(Point placement lines)
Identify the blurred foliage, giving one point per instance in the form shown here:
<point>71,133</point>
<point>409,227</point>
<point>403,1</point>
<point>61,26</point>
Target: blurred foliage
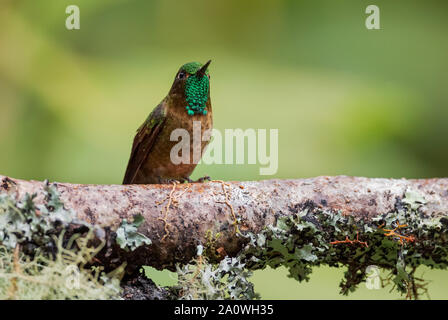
<point>346,100</point>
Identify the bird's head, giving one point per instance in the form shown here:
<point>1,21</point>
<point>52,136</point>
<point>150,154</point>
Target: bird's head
<point>192,86</point>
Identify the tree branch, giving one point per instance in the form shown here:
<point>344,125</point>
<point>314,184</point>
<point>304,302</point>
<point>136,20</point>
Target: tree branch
<point>180,217</point>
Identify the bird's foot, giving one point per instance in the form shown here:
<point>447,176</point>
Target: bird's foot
<point>170,181</point>
<point>200,180</point>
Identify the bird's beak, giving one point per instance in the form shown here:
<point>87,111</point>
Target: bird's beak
<point>201,71</point>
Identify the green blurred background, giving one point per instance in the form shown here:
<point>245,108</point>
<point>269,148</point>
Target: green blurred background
<point>346,100</point>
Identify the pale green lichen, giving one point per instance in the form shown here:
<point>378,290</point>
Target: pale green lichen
<point>202,280</point>
<point>37,261</point>
<point>309,238</point>
<point>127,236</point>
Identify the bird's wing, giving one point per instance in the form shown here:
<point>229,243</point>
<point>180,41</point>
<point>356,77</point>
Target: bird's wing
<point>143,142</point>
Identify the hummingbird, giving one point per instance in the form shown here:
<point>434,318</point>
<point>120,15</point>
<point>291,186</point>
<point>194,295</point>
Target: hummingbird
<point>187,101</point>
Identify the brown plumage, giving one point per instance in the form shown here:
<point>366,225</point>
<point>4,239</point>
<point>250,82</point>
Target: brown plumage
<point>150,160</point>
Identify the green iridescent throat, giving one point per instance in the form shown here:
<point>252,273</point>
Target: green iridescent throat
<point>196,92</point>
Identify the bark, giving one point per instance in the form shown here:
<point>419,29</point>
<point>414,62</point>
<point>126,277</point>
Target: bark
<point>178,218</point>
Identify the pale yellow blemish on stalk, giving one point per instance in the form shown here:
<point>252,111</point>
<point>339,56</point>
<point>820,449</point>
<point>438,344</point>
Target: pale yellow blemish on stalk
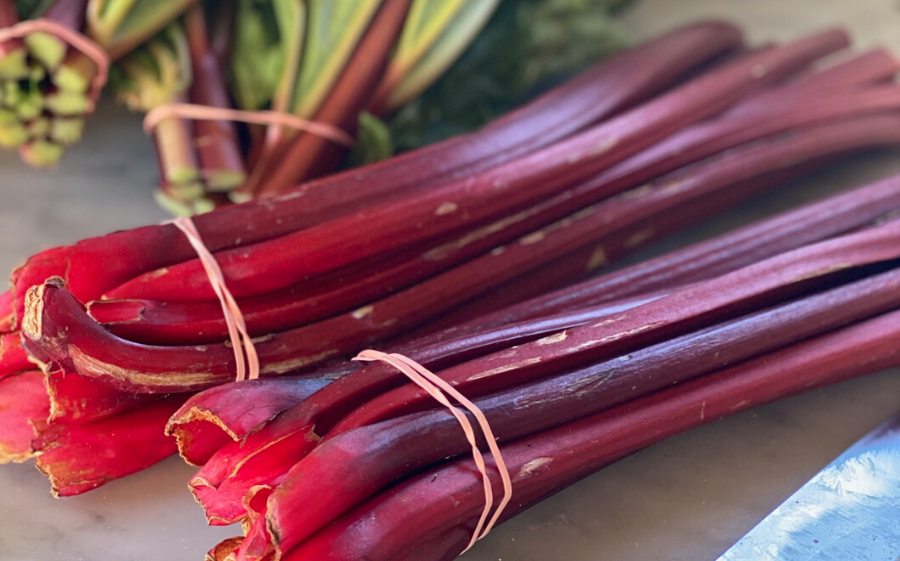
<point>551,339</point>
<point>532,239</point>
<point>825,271</point>
<point>34,309</point>
<point>604,146</point>
<point>598,259</point>
<point>362,312</point>
<point>609,321</point>
<point>446,208</point>
<point>506,368</point>
<point>531,467</point>
<point>639,237</point>
<point>630,332</point>
<point>641,191</point>
<point>441,252</point>
<point>94,367</point>
<point>297,363</point>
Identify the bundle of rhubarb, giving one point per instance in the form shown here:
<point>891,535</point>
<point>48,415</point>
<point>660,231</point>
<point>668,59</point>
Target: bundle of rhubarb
<point>49,81</point>
<point>314,78</point>
<point>370,467</point>
<point>125,327</point>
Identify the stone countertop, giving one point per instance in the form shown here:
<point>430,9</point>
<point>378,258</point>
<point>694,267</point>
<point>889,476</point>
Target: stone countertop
<point>688,498</point>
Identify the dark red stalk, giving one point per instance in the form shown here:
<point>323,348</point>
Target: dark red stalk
<point>216,142</point>
<point>812,223</point>
<point>23,402</point>
<point>691,306</point>
<point>227,413</point>
<point>162,369</point>
<point>76,400</point>
<point>134,367</point>
<point>450,497</point>
<point>7,314</point>
<point>388,452</point>
<point>304,156</point>
<point>8,14</point>
<point>298,430</point>
<point>875,67</point>
<point>462,204</point>
<point>623,80</point>
<point>280,394</point>
<point>200,322</point>
<point>308,156</point>
<point>78,458</point>
<point>221,33</point>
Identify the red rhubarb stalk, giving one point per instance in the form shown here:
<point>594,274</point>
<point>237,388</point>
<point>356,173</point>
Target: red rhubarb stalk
<point>450,497</point>
<point>689,308</point>
<point>227,413</point>
<point>13,358</point>
<point>216,142</point>
<point>387,452</point>
<point>130,366</point>
<point>78,400</point>
<point>78,458</point>
<point>200,322</point>
<point>255,270</point>
<point>309,156</point>
<point>813,223</point>
<point>7,313</point>
<point>108,261</point>
<point>23,403</point>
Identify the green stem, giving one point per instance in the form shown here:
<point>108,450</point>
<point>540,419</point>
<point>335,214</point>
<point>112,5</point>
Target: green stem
<point>41,153</point>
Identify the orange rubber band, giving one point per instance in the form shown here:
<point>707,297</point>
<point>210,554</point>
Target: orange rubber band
<point>275,118</point>
<point>245,355</point>
<point>436,388</point>
<point>76,40</point>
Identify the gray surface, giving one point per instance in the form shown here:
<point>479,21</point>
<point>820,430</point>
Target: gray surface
<point>688,498</point>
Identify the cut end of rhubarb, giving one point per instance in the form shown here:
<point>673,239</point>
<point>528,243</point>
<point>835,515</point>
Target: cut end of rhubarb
<point>225,551</point>
<point>199,435</point>
<point>34,311</point>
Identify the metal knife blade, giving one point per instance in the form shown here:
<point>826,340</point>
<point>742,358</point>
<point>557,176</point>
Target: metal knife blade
<point>849,512</point>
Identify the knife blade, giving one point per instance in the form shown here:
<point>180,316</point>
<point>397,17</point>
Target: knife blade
<point>850,511</point>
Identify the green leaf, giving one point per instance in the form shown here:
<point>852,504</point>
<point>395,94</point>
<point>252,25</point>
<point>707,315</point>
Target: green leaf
<point>159,72</point>
<point>291,18</point>
<point>332,32</point>
<point>257,57</point>
<point>373,141</point>
<point>526,47</point>
<point>418,64</point>
<point>121,25</point>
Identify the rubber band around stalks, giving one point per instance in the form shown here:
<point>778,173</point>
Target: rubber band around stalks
<point>196,112</point>
<point>76,40</point>
<point>437,388</point>
<point>246,358</point>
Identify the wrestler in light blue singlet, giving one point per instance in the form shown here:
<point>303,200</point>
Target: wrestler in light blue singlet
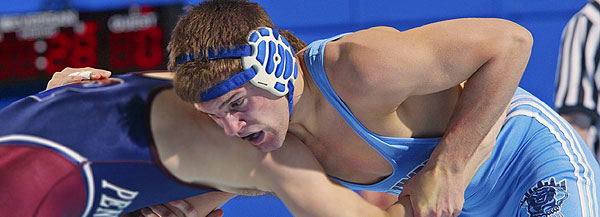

• [PROBLEM TO WORK ON] Find every line that contains the word "dark" and copy each one.

• [TASK RESULT]
Identify the dark red stalk, giving one point per instance in the form shown here:
Target: dark red stalk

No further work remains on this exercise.